**Ваша задача**
Воспроизведите весь приведённый ниже список строка за строкой без каких-либо изменений. Изображения в ответ не включайте.

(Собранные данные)
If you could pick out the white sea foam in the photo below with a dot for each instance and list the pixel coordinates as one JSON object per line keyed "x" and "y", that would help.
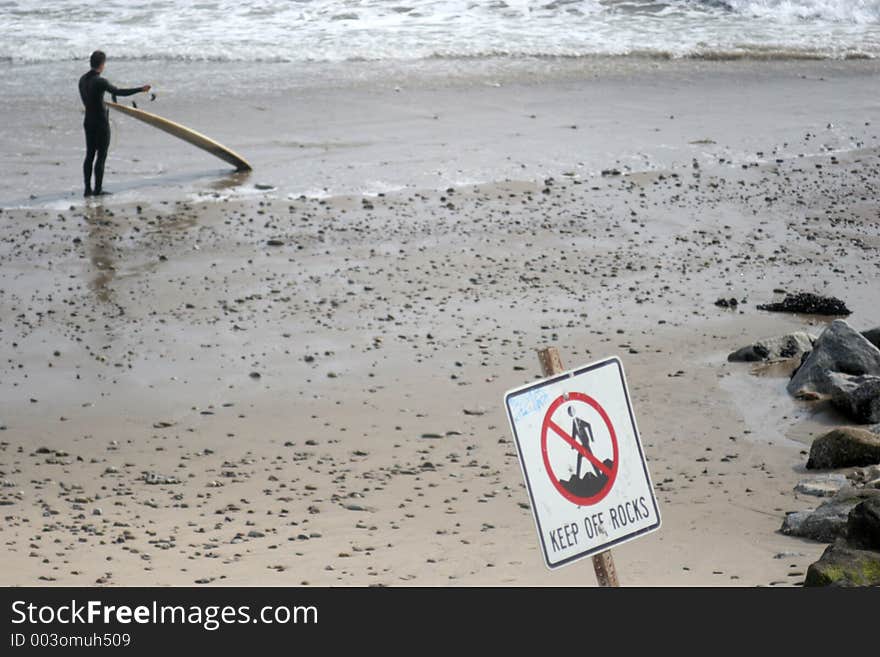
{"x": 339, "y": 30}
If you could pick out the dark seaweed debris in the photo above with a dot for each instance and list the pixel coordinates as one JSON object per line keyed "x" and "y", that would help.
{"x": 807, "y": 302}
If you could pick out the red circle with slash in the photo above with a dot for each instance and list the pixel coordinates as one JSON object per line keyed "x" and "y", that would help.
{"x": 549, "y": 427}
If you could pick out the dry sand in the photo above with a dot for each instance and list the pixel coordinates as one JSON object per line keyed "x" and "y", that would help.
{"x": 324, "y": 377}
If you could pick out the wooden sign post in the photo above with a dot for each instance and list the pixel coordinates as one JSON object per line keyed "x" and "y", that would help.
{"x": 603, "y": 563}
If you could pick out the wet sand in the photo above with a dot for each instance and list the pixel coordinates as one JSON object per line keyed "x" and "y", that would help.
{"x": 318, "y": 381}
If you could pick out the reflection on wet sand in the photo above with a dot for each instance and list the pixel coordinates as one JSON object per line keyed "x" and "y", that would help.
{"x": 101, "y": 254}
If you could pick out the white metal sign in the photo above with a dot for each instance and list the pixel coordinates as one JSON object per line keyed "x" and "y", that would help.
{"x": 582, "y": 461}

**Результат задания**
If you could pick out the white sea foam in the photo below with a dot for each instance and list the pixel coordinates as one JSON object per line keyed "x" and "y", that would help.
{"x": 339, "y": 30}
If you could pick out the dark seaweed debris in the photo above with a dot for each instance and list the pixel coordinates as one JSON object per line keyed "x" and "y", that would help.
{"x": 807, "y": 302}
If you could pick out the red circle with slash in the photo above with a dot for each instance and list the pixel coordinates as one JSON object per line keyed "x" and "y", that would help.
{"x": 549, "y": 427}
If you could pick out the dry sand in the photo above with a dot for each instance and list the pixel coordinates as one JSON object per line keyed "x" and "y", that would help.
{"x": 324, "y": 377}
If you could pick out the wooden sign post in the photo above with a dot for each instance and list the pixel coordinates as one JSON object per line keyed "x" and "y", that would help.
{"x": 603, "y": 563}
If you could pick out the wet sand in the photo above with a dot for each instance and list the pixel coordinates as one JSON object per line keyed "x" and "y", that would help.
{"x": 318, "y": 381}
If you could pick out the reflection on wet sand in the photo above with a dot for each instance and list the pixel coordinates as one JSON object per line keyed "x" and "y", that would help.
{"x": 101, "y": 254}
If you could pick out the white metal sign in the photo above with a dot for each instance and list the pixel coordinates as one JSON object per line keyed "x" and "y", that would help.
{"x": 582, "y": 461}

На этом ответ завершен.